_Given task_. Starting at the first line and ending at the line containing "[340,408,380,427]", reproduce every line, requests included, with each bounding-box coordinate in the answers multiplied by 0.65 and rounded to the nearest whole number, halves rounding up.

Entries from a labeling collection
******
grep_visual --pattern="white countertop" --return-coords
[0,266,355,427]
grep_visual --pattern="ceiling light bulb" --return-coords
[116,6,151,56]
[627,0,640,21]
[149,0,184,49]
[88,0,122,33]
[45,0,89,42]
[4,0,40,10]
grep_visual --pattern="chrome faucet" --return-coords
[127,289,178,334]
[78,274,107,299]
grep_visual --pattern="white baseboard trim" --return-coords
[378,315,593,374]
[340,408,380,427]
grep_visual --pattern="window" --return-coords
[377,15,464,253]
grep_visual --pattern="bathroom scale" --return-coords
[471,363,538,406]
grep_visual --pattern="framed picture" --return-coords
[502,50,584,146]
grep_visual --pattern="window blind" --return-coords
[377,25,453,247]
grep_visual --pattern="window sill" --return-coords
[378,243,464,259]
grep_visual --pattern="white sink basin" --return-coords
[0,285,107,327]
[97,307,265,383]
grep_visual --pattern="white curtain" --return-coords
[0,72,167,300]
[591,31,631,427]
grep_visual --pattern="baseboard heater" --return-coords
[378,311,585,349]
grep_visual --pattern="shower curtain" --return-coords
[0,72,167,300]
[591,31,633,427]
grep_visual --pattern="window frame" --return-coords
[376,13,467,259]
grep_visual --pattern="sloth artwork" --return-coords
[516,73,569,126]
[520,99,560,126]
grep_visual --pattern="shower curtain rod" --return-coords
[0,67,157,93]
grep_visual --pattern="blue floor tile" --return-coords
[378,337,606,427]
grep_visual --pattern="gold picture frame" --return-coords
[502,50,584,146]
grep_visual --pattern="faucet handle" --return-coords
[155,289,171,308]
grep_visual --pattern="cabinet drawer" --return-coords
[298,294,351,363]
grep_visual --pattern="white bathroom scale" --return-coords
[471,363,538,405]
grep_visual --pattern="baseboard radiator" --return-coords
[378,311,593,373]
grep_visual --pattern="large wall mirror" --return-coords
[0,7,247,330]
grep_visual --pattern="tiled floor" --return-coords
******
_Full answer_.
grep_visual --pattern="white countertop" --return-coords
[0,173,231,278]
grep_visual --pattern="ceiling light bulb" --return-coords
[75,4,98,36]
[408,0,416,14]
[97,0,120,32]
[57,0,79,21]
[29,0,58,27]
[3,0,26,7]
grep_visual --pattern="chrome faucet" --return-coords
[83,188,116,217]
[51,178,70,194]
grep_visual --pattern="white baseboard trim" --return-coords
[246,205,385,243]
[221,265,247,278]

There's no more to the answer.